**Annotated coordinate records**
+ + + + +

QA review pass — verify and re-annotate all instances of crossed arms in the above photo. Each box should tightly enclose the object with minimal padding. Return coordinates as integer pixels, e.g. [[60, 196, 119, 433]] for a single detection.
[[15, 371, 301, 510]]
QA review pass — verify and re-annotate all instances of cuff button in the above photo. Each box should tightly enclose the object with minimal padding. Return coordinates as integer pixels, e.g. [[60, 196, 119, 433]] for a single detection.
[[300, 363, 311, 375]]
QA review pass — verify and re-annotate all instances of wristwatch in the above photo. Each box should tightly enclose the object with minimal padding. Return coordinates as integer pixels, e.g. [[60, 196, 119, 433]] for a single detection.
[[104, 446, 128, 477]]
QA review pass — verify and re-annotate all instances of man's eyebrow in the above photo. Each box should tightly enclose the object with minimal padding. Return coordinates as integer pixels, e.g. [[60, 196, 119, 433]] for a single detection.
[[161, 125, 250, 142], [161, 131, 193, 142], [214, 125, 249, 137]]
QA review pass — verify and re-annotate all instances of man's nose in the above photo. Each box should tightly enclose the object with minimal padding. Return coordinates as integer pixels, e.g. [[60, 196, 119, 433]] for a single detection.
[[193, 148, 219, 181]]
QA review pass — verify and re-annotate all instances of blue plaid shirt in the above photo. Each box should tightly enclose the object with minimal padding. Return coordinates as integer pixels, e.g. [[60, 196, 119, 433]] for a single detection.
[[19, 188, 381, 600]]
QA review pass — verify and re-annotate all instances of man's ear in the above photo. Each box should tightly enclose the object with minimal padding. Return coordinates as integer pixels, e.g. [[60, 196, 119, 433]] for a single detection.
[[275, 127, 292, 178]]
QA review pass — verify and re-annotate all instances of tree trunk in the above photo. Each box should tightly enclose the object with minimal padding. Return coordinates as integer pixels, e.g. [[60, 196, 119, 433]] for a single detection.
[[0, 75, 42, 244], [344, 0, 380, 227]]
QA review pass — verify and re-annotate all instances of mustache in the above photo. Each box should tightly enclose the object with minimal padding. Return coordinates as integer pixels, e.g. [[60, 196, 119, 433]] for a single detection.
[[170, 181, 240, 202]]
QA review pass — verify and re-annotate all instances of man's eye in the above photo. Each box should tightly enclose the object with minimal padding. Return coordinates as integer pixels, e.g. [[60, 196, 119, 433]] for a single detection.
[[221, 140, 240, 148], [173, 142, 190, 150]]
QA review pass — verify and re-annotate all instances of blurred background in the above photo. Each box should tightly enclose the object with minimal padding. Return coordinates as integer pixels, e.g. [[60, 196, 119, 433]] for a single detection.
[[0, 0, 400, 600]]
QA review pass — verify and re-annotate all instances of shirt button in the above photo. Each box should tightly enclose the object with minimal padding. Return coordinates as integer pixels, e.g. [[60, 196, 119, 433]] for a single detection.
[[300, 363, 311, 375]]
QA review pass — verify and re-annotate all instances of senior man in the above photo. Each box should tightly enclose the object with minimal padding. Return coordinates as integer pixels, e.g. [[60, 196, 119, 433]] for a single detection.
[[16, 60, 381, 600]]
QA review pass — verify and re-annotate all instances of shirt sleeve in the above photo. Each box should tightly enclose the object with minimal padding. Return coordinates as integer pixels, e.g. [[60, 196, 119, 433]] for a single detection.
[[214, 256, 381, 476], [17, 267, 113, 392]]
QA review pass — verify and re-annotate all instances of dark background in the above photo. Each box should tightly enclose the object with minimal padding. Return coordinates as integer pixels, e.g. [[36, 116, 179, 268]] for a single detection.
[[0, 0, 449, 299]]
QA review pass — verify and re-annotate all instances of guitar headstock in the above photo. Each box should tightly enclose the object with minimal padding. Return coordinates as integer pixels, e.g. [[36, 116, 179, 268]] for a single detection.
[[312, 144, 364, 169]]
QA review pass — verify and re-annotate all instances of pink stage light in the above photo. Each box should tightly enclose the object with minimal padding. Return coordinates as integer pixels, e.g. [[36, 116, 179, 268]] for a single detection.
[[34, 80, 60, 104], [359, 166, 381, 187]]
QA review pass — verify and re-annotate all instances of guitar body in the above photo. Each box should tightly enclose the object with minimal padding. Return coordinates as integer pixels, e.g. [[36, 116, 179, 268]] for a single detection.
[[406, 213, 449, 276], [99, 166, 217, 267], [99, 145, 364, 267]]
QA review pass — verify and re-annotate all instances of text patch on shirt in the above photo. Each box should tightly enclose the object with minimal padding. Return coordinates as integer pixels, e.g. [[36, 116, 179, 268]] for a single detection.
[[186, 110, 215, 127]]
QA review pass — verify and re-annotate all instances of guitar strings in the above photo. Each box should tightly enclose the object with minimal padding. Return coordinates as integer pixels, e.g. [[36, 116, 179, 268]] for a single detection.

+ + + + +

**Written exercise**
Pull out each line of the data that contains the word "mustache" and copy those lines down unchanged.

**Output of the exercise**
QA review pass — verify and re-annotate all instances of mustache in the above photo. Each box should tightly enclose the object with minimal padding. Return coordinates as integer pixels, e.g. [[60, 196, 119, 433]] for a single detection.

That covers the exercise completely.